Your goal:
Restate the entries below word for word, omitting nothing.

+++ The records

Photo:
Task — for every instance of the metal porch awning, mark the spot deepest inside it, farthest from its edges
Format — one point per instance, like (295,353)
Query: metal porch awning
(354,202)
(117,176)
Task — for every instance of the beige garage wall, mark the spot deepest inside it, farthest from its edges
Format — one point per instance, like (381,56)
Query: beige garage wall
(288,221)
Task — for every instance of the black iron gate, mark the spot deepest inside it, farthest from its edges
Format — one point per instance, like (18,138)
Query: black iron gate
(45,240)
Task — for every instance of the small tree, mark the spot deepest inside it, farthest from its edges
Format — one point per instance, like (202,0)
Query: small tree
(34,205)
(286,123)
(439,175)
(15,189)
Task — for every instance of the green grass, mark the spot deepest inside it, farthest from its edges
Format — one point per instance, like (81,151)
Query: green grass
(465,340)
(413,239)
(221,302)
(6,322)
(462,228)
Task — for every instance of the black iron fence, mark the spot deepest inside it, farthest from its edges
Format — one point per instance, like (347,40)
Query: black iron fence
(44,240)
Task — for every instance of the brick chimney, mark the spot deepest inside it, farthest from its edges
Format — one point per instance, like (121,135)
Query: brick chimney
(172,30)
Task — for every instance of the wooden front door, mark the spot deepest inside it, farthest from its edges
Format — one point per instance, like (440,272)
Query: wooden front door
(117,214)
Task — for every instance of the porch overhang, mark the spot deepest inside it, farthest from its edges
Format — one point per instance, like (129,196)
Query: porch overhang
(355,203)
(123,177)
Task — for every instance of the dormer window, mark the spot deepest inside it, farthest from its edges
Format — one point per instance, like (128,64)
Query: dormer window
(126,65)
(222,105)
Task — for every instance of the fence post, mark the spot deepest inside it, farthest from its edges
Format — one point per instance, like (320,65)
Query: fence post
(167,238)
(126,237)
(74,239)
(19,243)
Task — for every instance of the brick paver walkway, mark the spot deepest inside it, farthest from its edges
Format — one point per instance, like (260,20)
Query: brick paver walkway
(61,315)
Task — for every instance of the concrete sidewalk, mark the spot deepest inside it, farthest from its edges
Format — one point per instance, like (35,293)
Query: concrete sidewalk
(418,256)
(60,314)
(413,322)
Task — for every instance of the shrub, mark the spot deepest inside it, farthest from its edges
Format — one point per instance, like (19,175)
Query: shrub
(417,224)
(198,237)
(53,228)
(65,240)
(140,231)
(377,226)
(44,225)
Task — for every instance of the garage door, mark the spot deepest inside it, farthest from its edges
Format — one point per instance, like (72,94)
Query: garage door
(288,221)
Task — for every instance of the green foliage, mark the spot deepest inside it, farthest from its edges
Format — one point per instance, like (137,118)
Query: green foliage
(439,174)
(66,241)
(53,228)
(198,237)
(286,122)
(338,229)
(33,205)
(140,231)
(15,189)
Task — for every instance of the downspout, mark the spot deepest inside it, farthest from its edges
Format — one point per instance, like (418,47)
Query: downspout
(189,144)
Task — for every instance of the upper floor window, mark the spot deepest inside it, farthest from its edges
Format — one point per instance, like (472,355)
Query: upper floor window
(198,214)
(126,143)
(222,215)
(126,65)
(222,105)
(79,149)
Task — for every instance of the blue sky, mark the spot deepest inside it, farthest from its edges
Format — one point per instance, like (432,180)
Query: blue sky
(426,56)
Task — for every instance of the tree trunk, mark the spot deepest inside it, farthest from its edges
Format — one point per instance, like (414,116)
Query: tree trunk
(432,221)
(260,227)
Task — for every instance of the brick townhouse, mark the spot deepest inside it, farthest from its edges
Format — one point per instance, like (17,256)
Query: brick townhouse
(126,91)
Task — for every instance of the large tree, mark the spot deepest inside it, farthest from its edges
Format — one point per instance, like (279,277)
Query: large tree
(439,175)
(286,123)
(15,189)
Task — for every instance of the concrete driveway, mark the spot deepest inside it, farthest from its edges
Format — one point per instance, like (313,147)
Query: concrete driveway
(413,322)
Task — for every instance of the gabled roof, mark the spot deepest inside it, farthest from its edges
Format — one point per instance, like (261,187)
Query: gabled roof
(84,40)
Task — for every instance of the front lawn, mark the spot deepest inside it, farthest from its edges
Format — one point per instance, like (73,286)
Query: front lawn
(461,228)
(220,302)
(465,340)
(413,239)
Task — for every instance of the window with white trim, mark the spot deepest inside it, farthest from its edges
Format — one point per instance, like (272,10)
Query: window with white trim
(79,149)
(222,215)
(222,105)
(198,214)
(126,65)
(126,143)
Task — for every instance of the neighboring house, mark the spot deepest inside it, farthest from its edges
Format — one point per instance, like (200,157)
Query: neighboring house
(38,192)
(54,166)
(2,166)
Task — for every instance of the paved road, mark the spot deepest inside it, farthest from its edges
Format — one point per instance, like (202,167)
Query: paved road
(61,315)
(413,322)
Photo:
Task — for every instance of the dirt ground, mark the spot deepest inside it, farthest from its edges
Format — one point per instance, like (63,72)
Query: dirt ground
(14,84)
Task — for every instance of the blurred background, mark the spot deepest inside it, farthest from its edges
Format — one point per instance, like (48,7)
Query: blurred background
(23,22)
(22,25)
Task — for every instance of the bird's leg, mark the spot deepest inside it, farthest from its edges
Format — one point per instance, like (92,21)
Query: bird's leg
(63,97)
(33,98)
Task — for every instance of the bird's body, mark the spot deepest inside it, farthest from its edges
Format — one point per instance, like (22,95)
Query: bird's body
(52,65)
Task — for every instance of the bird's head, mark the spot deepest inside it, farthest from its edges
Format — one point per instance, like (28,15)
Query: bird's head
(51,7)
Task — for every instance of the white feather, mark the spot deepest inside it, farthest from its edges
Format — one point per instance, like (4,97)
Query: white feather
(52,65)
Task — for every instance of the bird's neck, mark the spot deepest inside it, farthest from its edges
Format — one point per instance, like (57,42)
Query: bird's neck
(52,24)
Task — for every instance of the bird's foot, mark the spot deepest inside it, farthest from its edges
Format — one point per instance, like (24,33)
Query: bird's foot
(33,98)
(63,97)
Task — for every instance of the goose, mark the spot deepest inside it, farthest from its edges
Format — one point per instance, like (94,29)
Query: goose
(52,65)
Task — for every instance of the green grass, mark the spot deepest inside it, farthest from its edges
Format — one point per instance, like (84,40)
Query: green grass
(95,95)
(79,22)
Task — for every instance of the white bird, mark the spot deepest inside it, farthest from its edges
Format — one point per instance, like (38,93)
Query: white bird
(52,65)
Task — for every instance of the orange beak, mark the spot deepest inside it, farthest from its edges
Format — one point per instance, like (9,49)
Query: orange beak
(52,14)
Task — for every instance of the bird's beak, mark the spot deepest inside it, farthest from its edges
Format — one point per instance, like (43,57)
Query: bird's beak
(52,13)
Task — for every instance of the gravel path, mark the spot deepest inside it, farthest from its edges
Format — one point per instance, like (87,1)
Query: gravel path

++++++

Response for this exercise:
Photo:
Task — for every instance of the metal porch awning, mark the spot deepest inside it, farthest from its edges
Format — one point per instance, like (295,353)
Query: metal porch awning
(354,202)
(117,176)
Task — for every instance of the beige garage wall, mark the spot deepest inside it, farthest from its edges
Format — one point per instance, like (381,56)
Query: beige garage wall
(288,221)
Task — for every instance of the black iron gate, mark the spot deepest inside it, farthest from its edges
Format — one point per instance, like (18,138)
Query: black iron gate
(45,240)
Task — for every instance of the small tree, mark the spot deepest inside it, farthest from its edges
Format — one point per instance, like (202,0)
Query: small tree
(34,205)
(286,123)
(439,175)
(15,189)
Task — for every instance of the green grass, mark the spot deepest inside it, farthest from its edges
Format — one point per instance, like (81,151)
Query: green grass
(465,340)
(413,239)
(221,302)
(6,322)
(462,228)
Task — for every instance of the black iron fence, mark the spot deepest inside it, farthest from its edges
Format — one point per instance, like (347,40)
Query: black iron fence
(44,240)
Task — for every instance of the brick chimney, mark the spot deepest inside it, farthest from its edges
Format — one point per instance, like (121,135)
Query: brick chimney
(172,30)
Task — for every instance of the wooden front door, mark the spot deepest inside it, farthest from its edges
Format — one point per instance, like (440,272)
Query: wooden front door
(117,214)
Task — for every instance of the porch overhang, mark the spot deepest inside it, farthest from its edges
Format — one point per instance, like (129,196)
Query: porch overhang
(355,203)
(123,177)
Task — for every instance of the dormer window, mark the spot deepest inside it, farthest from its edges
Format — one point per instance, like (128,64)
Query: dormer window
(126,65)
(222,105)
Task — for every instance of the fence post, mark the spot deepest inside it, farthest from its edges
Format — one point per instance, like (320,65)
Query: fence post
(167,238)
(126,237)
(74,239)
(19,243)
Task — for every instance of the brick paver walkway, mark the spot deepest inside it, farthest from its edges
Format — one point per instance, like (260,20)
Query: brick paver walkway
(61,315)
Task — for every instance of the concrete sidewalk, mark the spot deepest inside it, farthest from its edges
Format — one point per instance, like (35,293)
Query: concrete sidewalk
(418,256)
(60,314)
(413,322)
Task — for every instance of the shrub, mark the spot deepest inside it, farthest from its edges
Format — one point per instance, like (19,175)
Query: shrub
(417,224)
(198,237)
(53,228)
(65,240)
(140,231)
(377,226)
(44,225)
Task — for every instance of the garage door, mark the spot deepest inside it, farthest from its edges
Format — one point per instance, like (72,94)
Query: garage door
(288,221)
Task — for every instance of the green foliage, mark the spot deepest inside it, farthest from its edges
Format — one point per instance, like (137,118)
Query: green foliage
(439,174)
(66,241)
(53,228)
(198,237)
(286,122)
(338,229)
(33,205)
(140,231)
(15,189)
Task — for every instance of the downspout, mark the spot deepest inside it, farthest from its edges
Format — one point per instance, like (418,47)
Query: downspout
(189,144)
Task — for every instance of the upper floor window, mark the spot deepest inside it, farthest from its edges
Format — one point per instance, like (472,355)
Query: upper floor window
(198,214)
(126,143)
(222,215)
(126,65)
(222,105)
(79,149)
Task — for every instance of the blue sky, mark the spot deepest inside it, farthest from its edges
Format — one point per instance, like (432,180)
Query: blue sky
(426,56)
Task — for every instance of the tree trunk, mark the spot deepest inside it, farthest from its edges
Format — one point per instance, like (414,116)
Query: tree trunk
(432,221)
(260,227)
Task — for every instance of the brick townhouse, mark the spot deepest inside it, farthest from its edges
Format — one point per instance, like (17,256)
Query: brick townhouse
(126,91)
Task — for every instance of the large tree, mark the spot deepest inside it, farthest from its edges
Format — one point per instance, like (279,277)
Query: large tree
(439,175)
(286,123)
(15,189)
Task — for every instance of the concrete driveway, mark the spot deepest inside it, farthest from its edges
Format — one point per instance, like (313,147)
Query: concrete driveway
(413,322)
Task — for every instance of the gabled roof, mark the spot deepest inside it, farthest from its edges
Format — one point per instance, like (261,187)
Query: gabled roof
(84,40)
Task — for every instance of the front lawn, mark the spot deepest inside it, farthest from its edges
Format — one point per instance, like (73,286)
Query: front lawn
(461,228)
(220,302)
(465,340)
(413,239)
Task — for every instance of the window with white trim, mark the spot deepest inside it, farthest from its edges
Format — one point per instance, like (272,10)
Query: window with white trim
(79,149)
(222,215)
(222,105)
(198,214)
(126,65)
(126,143)
Task — for every instance of the neighboring house, mark the spot deepest inside it, farthest from its edges
Format — one point per instance, like (200,157)
Query: neighboring house
(38,192)
(54,166)
(2,166)
Task — for every instance of the paved road, mark the spot deepest inside it, farthest from its edges
Format — one point per instance, like (202,167)
Query: paved road
(61,315)
(413,322)
Photo:
Task — for every instance of the dirt ground, mark the spot deepest inside it, farthest from its edges
Format — one point per instance, like (63,72)
Query: dirt ground
(14,84)
Task — for every instance of the blurred background, mark the spot deepest inside it, farthest from its edges
Format — one point per instance, like (48,7)
Query: blurred background
(23,22)
(22,25)
Task — for every instance of the bird's leg, mark the spot deepest inside it, farthest from its edges
Format — one point per instance, like (92,21)
Query: bird's leg
(63,97)
(33,98)
Task — for every instance of the bird's body, mark the spot deepest inside it, farthest from its edges
Format — one point per instance, like (22,95)
Query: bird's body
(52,65)
Task — for every instance of the bird's head, mark the spot deepest inside it, farthest from its edges
Format — one point per instance, like (28,15)
Query: bird's head
(51,7)
Task — for every instance of the white feather, mark the spot deepest inside it, farthest from its edges
Format — one point per instance, like (4,97)
Query: white feather
(52,65)
Task — for every instance of the bird's neck, mark the spot deepest inside it, farthest from its edges
Format — one point per instance, like (57,42)
Query: bird's neck
(52,24)
Task — for every instance of the bird's foot, mark the spot deepest inside it, farthest from its edges
Format — one point per instance, like (24,33)
Query: bird's foot
(33,98)
(63,97)
Task — for every instance of the goose, mark the spot deepest inside it, farthest from its edges
Format — one point per instance, like (94,29)
Query: goose
(52,65)
Task — for every instance of the green grass, mark the spot deepest inside it, farthest from its edges
Format — one point per instance, like (84,40)
Query: green grass
(95,95)
(79,22)
Task — for every instance of the white bird, mark the spot deepest inside it, farthest from its edges
Format — one point per instance, like (38,93)
Query: white bird
(52,65)
Task — for every instance of the orange beak, mark the spot deepest inside it, farthest from its edges
Format — one point per instance, like (9,49)
Query: orange beak
(52,14)
Task — for every instance of the bird's beak, mark the spot deepest inside it, farthest from its edges
Format — one point per instance, like (43,57)
Query: bird's beak
(52,13)
Task — for every instance of the gravel path, mark the spot deepest inside it, farthest from its edges
Format — one point per instance, like (87,1)
Query: gravel path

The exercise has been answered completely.